----- SOURCE

[Tutor] Counting words
Nicole Seitz
nicole.seitz@urz.uni-hd.de
Thu, 4 Apr 2002 20:28:10 +0200
Hi there!
I would like to count words in a file, i.e. I want to know how often a word
occurs.
In "GoTo Python" I found some help, so I could write:
_____________________________________________________
import re, string
reg = re.compile("[\W]")
file = open("someText","r")
text = file.read()
occurences = {}
for word in reg.split(text):
occurences[word] = occurences.get(word,0)+1
print occurences
for word in occurences.keys():
print "word:",word,", occurences:",occurences[word]
_____________________________________________________
First question: Can someone explain what's happening in the first for-loop?
I don't understand occurences.get(word,0)+1 .
I know it<#s counting there, but how?
(one possible output)
word: of , occurences: 1
word: Some , occurences: 1
word: are , occurences: 1
word: texts , occurences: 1
word: BORING , occurences: 1
word: some , occurences: 1
word: is , occurences: 2
word: boring , occurences: 1
word: This , occurences: 2
word: kind , occurences: 1
word: text , occurences: 1
word: , occurences: 3
Second question:
"Some" and "some" should be recognized as one word, the same is with "BORING"

----------

▶ TASK DESCRIPTION
Answer these from the forum post on counting words:
1. In what source did the poster find help for writing the code?
2. What file name does the code open?
3. According to the sample output, how many times does the word "is" occur?
The lines after this post play no part in the exercise.

----- MATERIAL SUPPLIED

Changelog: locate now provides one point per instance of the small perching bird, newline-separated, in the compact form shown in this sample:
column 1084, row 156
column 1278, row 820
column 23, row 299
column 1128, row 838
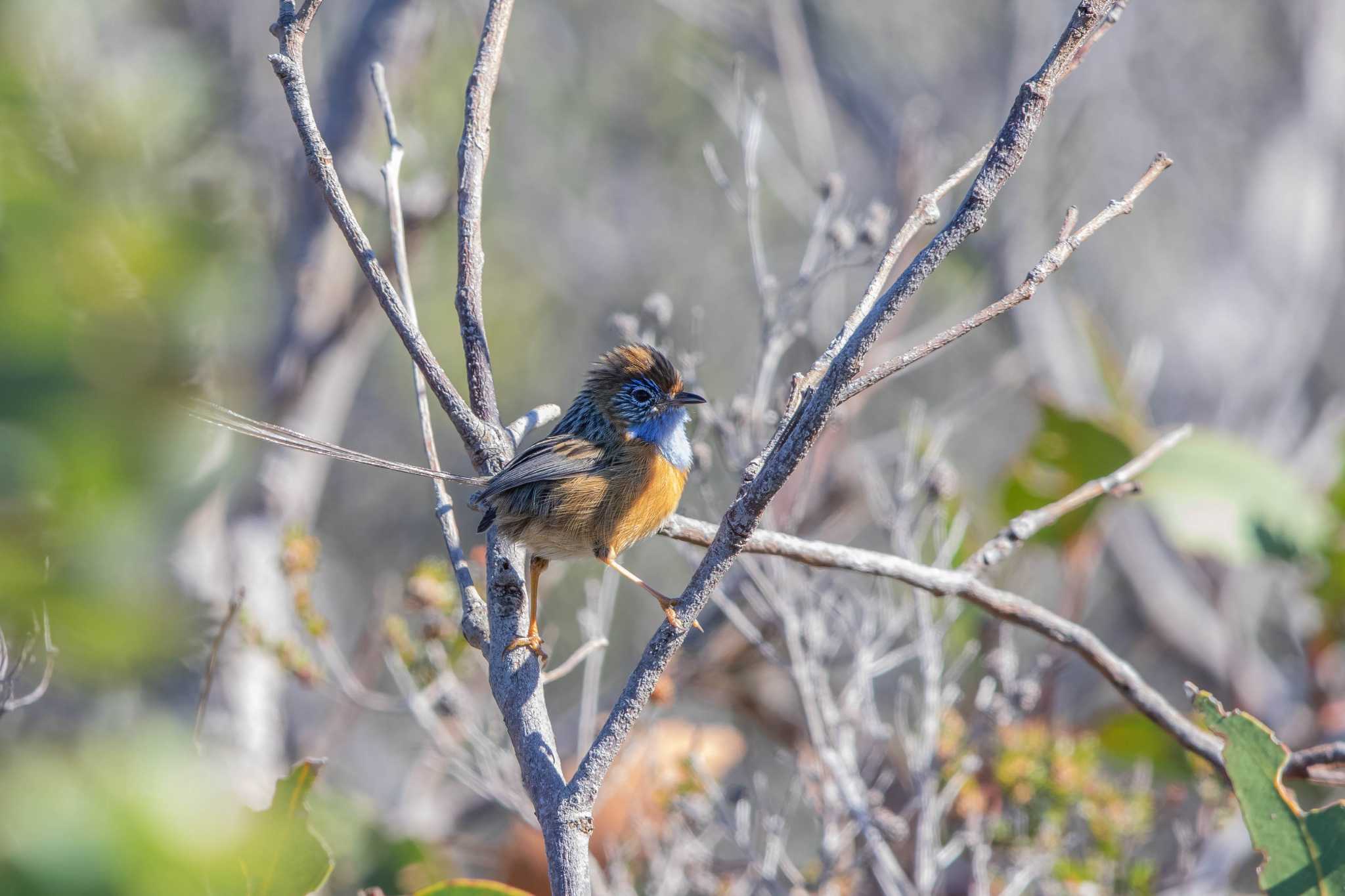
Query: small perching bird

----------

▶ CORRECT RESULT
1. "GoTo Python"
2. someText
3. 2